▸ Work to complete
[a] In the Boston Beer Company filing, why was the report signed on the registrant's behalf by the undersigned? Explain in one to three sentences.
[b] Output the rows from the line with "Category: toilet base" to the line with "[173,139,209,231]", including both of those lines.

▸ Text shown
BEGIN

Item 2.02  Results of Operations and Financial Condition.

 

      On August 8, 2006, The Boston Beer Company, Inc. disclosed unaudited financial information for the second quarter of 2006 in an earnings release, a copy of which is set forth in the attached Exhibit 99.

 

      The information in this Form 8-K and the Exhibit 99 attached hereto is being furnished and shall not be deemed "filed" for purposes of Section 18 of the Securities Exchange Act of 1934 (the "Exchange Act") or otherwise subject to the liabilities of that section, nor shall it be deemed incorporated by reference in any filing under the Securities Act of 1933 or the Exchange Act, regardless of any general incorporation language in such filing, unless expressly incorporated by specific reference in such filing.

 

Item 9.01  Financial Statements and Exhibits

 

      Exhibit 99 - Earnings Release of The Boston Beer Company, Inc. dated August 8, 2006.

 

SIGNATURES

 

Pursuant to the requirements of the Securities Exchange Act of 1934, the registrant has duly caused this report to be signed on its behalf by the undersigned hereunto duly authorized.

 
 

The Boston Beer Company, Inc.

 

(Registrant)

   

Date: August 8, 2006

/s/ William F. Urich

 


 

William F. Urich

 

Chief Executive Officer

 

(Signature)*

   

*Print name and title of the signing officer under his signature.

END

▸ Dataset
BEGIN

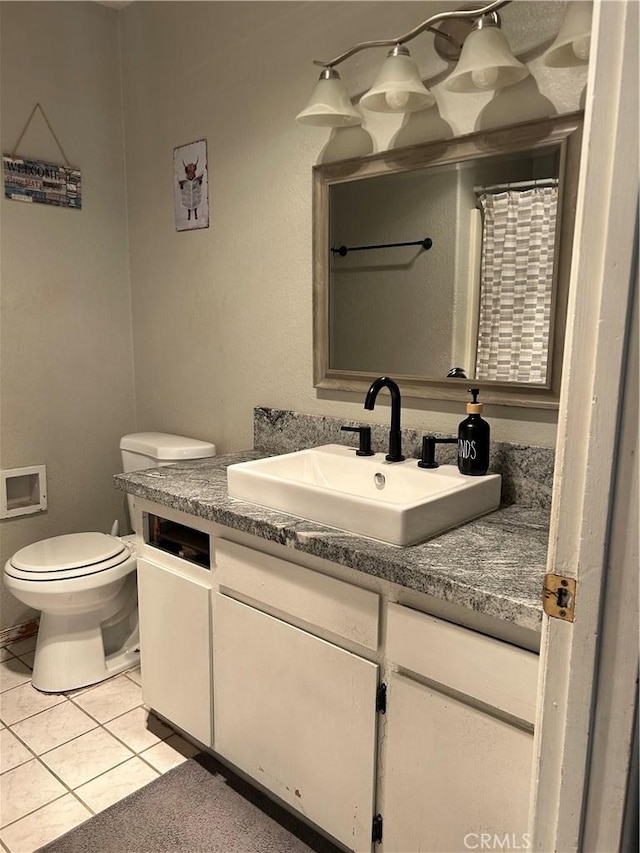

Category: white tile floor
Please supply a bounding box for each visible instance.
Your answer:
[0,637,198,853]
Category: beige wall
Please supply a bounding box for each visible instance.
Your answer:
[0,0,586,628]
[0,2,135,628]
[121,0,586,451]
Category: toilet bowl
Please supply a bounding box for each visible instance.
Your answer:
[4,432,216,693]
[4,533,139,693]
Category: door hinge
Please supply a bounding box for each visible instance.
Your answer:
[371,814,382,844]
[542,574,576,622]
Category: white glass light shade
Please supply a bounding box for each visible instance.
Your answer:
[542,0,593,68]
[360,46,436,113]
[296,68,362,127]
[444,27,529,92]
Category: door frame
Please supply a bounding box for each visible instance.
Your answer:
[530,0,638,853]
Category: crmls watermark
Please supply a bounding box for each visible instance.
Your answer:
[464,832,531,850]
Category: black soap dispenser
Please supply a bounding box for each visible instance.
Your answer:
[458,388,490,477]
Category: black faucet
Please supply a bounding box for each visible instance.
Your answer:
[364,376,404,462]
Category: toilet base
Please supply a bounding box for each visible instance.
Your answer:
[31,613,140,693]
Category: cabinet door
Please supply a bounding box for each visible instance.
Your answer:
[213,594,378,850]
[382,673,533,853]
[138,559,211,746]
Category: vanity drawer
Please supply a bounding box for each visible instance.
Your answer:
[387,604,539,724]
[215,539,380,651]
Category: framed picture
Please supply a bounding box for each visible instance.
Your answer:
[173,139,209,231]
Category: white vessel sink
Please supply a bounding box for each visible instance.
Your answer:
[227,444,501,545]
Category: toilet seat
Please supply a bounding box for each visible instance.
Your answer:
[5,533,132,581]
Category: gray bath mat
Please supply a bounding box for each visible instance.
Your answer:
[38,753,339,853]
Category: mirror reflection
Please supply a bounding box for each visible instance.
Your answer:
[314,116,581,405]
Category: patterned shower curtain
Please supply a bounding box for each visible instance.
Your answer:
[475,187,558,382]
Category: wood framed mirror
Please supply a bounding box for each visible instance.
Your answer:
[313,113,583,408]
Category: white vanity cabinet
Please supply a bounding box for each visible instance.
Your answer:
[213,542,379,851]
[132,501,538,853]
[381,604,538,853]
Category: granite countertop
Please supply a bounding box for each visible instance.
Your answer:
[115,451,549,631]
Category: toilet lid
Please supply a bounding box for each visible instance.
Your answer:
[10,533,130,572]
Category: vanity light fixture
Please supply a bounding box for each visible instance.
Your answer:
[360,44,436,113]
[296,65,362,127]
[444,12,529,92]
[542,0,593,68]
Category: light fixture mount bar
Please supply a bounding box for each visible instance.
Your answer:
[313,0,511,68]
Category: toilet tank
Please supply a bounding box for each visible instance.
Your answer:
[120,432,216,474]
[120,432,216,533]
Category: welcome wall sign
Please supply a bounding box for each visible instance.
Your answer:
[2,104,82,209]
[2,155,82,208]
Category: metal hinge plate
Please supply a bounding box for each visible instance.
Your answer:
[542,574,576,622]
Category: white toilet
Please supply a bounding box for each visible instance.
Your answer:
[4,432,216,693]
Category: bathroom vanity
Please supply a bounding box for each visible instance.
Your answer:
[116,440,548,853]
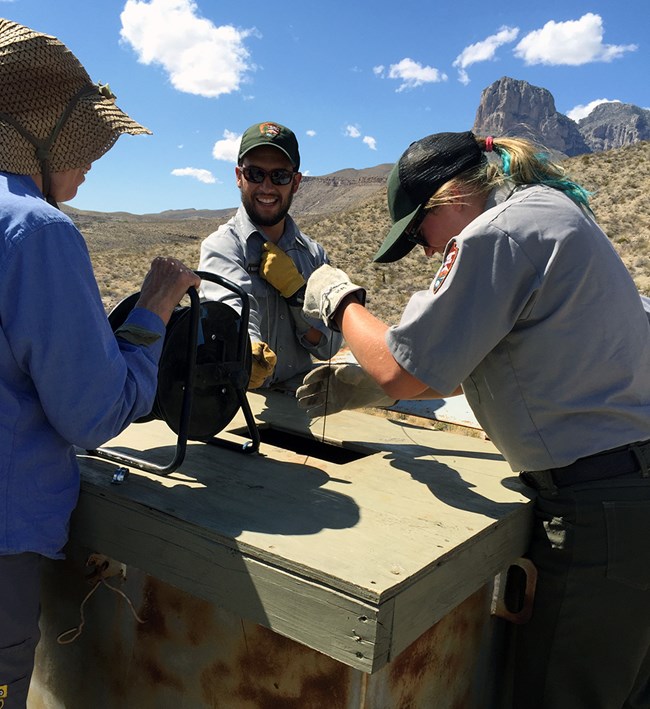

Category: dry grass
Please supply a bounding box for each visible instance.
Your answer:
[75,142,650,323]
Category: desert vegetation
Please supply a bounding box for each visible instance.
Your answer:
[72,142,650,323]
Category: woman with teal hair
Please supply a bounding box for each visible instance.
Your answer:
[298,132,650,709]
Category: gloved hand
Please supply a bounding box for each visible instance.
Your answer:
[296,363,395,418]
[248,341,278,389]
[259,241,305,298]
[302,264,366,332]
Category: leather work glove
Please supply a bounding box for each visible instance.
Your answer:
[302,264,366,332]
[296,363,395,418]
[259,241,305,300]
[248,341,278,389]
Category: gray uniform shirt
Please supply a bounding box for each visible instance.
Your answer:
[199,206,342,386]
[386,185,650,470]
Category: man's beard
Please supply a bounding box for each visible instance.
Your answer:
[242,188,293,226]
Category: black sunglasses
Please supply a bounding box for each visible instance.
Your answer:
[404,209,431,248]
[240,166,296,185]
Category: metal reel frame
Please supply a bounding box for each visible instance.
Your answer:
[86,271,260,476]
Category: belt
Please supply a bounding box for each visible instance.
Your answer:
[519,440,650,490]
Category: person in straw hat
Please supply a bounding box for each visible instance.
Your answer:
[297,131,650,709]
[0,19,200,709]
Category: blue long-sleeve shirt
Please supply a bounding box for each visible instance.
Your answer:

END

▸ Correct answers
[a] The report was signed by the undersigned because the Securities Exchange Act of 1934 requires it. The registrant had that person sign on its behalf, and the signer was duly authorized to do so.

[b]
Category: toilet base
Please supply a bounding box for each visible instance.
Your answer:
[31,613,140,693]
Category: cabinet door
Please supply a bounding box for each visible instance.
Your answer:
[213,594,378,850]
[382,673,533,853]
[138,559,211,746]
Category: vanity drawer
Please supply a bounding box for each visible instance.
Your answer:
[387,604,539,724]
[215,539,380,651]
Category: framed picture
Please supply a bounding box for each visible instance.
Your answer:
[173,139,209,231]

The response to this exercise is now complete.